== EXCERPTED DATA ==
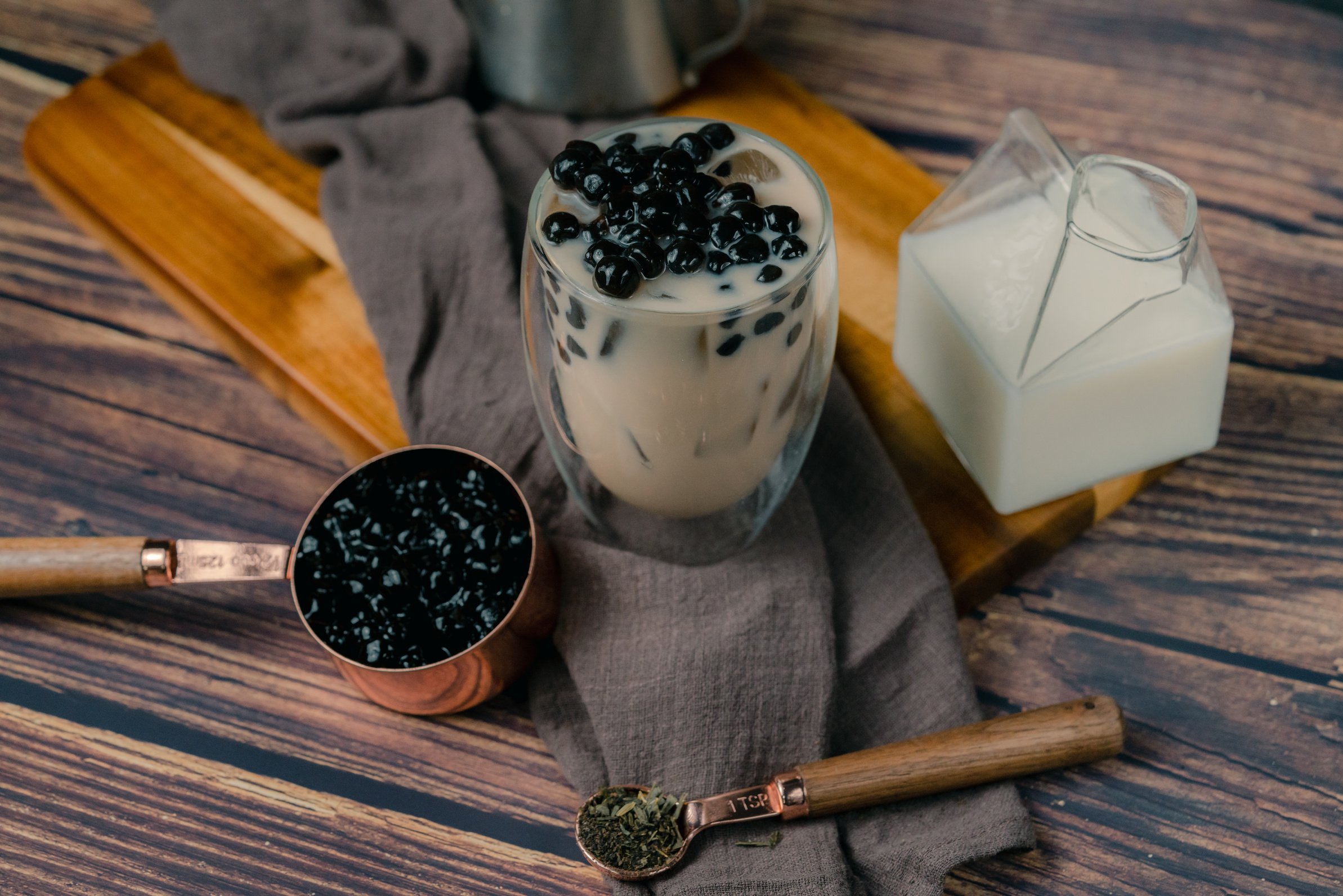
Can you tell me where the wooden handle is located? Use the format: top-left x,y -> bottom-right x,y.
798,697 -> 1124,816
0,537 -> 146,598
--
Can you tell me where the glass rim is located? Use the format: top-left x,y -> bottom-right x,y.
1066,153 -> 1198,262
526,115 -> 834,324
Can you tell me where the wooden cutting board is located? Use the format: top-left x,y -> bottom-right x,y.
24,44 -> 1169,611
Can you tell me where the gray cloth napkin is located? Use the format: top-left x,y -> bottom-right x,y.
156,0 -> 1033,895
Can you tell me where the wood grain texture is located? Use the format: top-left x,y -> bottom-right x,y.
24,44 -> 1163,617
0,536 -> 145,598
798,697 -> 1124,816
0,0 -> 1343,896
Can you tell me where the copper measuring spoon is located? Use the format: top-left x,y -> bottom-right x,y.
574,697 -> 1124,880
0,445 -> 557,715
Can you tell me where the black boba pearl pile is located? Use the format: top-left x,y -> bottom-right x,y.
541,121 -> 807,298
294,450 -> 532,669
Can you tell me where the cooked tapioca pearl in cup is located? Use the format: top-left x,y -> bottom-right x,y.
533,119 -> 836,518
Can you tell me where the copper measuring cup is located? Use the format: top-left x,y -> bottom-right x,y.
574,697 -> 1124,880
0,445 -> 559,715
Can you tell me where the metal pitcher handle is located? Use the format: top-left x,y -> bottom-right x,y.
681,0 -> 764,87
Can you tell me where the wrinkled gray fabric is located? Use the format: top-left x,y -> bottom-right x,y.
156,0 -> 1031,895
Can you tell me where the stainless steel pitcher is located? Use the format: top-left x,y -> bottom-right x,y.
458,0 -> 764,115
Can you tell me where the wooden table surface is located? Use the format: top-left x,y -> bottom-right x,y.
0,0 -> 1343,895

== PROBLEM ==
Please format the records from the line that has "Can you tell me where the wooden handle" through the line that has "0,537 -> 146,598" as a two-column CSV with the columns request and answer. Give one row per request, put each field in quotes, and replace line breaks with spaces.

== ANSWER TO THE PROBLEM ==
request,answer
"Can you tell me where the wooden handle is located? Use the format: top-left x,y -> bottom-right x,y.","798,697 -> 1124,816 0,537 -> 146,598"